-- INFORMATION GIVEN follows --

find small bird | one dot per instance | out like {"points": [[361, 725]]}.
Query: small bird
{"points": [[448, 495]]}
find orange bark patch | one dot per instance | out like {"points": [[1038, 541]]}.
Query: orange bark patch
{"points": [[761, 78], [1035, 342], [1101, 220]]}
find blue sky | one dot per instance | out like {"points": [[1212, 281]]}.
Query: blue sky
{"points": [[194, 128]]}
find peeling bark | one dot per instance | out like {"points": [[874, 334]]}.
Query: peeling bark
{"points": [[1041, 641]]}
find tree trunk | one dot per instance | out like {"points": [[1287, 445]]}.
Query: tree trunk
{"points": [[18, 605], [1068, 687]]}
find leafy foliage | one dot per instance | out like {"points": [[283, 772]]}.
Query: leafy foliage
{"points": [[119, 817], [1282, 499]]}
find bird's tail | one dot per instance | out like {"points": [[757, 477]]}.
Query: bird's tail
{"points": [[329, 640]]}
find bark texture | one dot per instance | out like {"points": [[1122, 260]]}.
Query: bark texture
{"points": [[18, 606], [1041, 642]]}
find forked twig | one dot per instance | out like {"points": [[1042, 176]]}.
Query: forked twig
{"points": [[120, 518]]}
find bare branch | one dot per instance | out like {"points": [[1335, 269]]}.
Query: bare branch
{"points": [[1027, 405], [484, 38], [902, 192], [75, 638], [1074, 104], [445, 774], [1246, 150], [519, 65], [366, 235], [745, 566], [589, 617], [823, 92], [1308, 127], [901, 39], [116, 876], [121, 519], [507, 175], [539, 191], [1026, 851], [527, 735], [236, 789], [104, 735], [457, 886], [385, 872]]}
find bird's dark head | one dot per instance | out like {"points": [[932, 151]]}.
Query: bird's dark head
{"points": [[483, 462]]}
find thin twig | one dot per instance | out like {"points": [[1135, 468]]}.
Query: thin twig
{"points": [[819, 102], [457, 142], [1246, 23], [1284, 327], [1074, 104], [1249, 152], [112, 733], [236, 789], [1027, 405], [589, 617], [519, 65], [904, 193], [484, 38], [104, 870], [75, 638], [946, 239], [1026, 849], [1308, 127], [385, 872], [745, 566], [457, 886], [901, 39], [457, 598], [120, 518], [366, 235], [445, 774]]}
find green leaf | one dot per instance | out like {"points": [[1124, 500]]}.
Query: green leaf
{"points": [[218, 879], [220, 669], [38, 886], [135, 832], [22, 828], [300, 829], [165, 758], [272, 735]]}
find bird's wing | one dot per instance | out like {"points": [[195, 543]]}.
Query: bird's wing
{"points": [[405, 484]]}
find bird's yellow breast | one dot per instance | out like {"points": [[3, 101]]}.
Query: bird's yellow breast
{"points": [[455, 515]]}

-- INFORMATION GIVEN concluded --

> [WORK TO BE COMPLETED]
Give back exactly the lines above, from the line containing "find bark texture" through the line containing "find bare branch", with both end lines and nothing more.

> [WRITTEN SOLUTION]
find bark texture | one dot per instance | out like {"points": [[1122, 260]]}.
Query: bark texture
{"points": [[18, 606], [1041, 642]]}
find forked twig | one dot per instance | out like {"points": [[1042, 176]]}.
Query: forked twig
{"points": [[120, 518]]}
find bare branch | one dot per instance | out like {"points": [[1335, 269]]}.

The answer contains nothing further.